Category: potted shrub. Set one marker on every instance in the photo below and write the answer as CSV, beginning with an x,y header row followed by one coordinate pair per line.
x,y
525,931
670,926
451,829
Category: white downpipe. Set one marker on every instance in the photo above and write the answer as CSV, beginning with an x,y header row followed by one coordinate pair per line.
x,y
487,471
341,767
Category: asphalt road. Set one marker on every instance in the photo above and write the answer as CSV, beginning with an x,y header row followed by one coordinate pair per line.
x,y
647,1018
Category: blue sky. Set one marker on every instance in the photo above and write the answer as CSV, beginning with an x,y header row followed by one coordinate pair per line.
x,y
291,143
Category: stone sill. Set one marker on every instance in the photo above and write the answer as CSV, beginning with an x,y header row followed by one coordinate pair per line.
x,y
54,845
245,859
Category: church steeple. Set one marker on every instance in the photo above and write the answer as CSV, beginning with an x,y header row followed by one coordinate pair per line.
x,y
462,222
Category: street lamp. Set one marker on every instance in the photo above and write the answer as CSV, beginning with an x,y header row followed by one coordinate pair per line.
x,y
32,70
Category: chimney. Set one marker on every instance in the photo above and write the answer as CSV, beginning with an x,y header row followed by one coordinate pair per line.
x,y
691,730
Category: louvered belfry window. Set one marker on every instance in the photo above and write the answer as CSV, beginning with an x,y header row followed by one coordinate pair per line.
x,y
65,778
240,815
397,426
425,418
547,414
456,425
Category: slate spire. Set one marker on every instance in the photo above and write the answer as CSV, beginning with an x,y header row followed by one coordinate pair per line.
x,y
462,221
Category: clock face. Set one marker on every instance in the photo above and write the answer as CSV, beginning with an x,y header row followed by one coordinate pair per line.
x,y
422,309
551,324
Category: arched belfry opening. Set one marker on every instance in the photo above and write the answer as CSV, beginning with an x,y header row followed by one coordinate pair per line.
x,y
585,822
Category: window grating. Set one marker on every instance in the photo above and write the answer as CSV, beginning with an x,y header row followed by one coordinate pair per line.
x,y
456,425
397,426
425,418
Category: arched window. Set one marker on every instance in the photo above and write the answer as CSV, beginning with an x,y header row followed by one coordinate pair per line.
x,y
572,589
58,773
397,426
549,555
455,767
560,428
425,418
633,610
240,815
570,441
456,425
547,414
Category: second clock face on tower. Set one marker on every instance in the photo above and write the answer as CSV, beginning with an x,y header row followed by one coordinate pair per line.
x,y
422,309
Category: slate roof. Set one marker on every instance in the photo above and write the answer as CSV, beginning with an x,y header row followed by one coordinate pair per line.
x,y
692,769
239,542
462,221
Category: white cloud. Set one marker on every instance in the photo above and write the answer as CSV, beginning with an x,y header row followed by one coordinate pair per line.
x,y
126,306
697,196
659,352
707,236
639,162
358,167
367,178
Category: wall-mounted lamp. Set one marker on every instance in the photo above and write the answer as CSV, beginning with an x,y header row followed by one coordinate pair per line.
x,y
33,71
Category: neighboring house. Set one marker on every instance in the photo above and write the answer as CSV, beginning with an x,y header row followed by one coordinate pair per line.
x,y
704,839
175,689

▸ **To do**: Reproduce all of the lines above verbatim, in the same order.

▸ **Complete response**:
Category: potted shrub. Set one marker on every instance in the photo below and write the answer as CSV, beginning with an x,y header row followed by one coordinate pair per line.
x,y
525,931
670,926
451,829
Category: white downpipe. Set one marker on every instance in the photo above and write the answer as CSV, beginning with an x,y header row followed by one coordinate pair per line.
x,y
487,471
341,767
Category: asphalt road. Set one marker on every instance in the photo above and write the answer as CSV, beginning with an x,y header row followed by one coordinate pair per line.
x,y
647,1018
Category: blue sky. Set one marker on every instance in the photo above and write the answer as CSV, beginning with an x,y header row followed by one coordinate pair per line.
x,y
291,143
Category: stone sill. Set one marker on every instance in the photo above and write the answer as CSV, beginning with an x,y header row followed by one coordinate pair per line.
x,y
54,845
245,859
Category: church steeple. Set one marker on every instance in the photo above and write the answer as CSV, beginning with an x,y header row followed by one coordinate pair per line.
x,y
462,222
Category: street lamp. Set one marker on every instance in the photo above and write the answer as CSV, beginning with an x,y header row followed by one coordinate pair per line.
x,y
32,70
Category: chimney. Set one marker on every instance in the photo above and write the answer as CSV, beginning with an x,y header row followed by one coordinate pair per line.
x,y
691,730
Category: louvered belfry window. Set one marker on every instance in the photo above and write the answer as CSV, beginning with an x,y header row followed by one coordinate pair per line.
x,y
65,778
240,815
397,426
425,418
547,414
456,425
Category: slate spire. Set one marker on every instance in the photo above and write the answer as CSV, beginning with an x,y header row followed by one coordinate pair per line.
x,y
462,221
Category: clock face. Set one marker on every instance in the photo above and write the answer as CSV, beginning with an x,y header row followed by one coordinate pair per line.
x,y
422,309
551,324
Category: arched belfry opening. Set one marker on every instance in the photo above and write the answer as CSV, beginning with an x,y header row followed by one coordinate pair per line.
x,y
585,822
Category: window grating. Set one marker on every instance in the photo above and write the answer as CSV, beginning with an x,y header row followed by one coordinate pair per line.
x,y
456,425
397,426
425,418
Category: arched window. Set one marker on every instance in the photo above and write the answer as CSV, beginning with an x,y header row followed by one coordinate pair per line.
x,y
572,589
58,773
397,426
549,555
455,767
560,428
425,418
633,610
240,815
570,441
456,425
547,414
Category: second clock face on tower. Set one marker on every instance in the photo above and write the answer as CSV, beginning with an x,y header row followed by one coordinate pair per line.
x,y
422,309
Category: slate roof. Set one marker on every instance in the photo above and write the answer as CSV, beginning with an x,y header row followed by one coordinate pair per line.
x,y
692,769
239,542
462,221
Category: white cloud. Set one marker on every instance in the photo above and write the answer as CSV, beginning with an x,y header row followed by one coordinate pair per line.
x,y
126,306
697,196
659,352
707,236
639,162
358,167
367,178
Category: wall-mounted lamp. Set one marker on every instance in the photo above and write the answer as CSV, beginning with an x,y header row followed by one coordinate pair per line.
x,y
33,71
Category: neighboring house. Set one marker on every instance in the photo above and write the answer as CSV, beginning with an x,y header row followed by one coordinate pair per line.
x,y
704,839
175,689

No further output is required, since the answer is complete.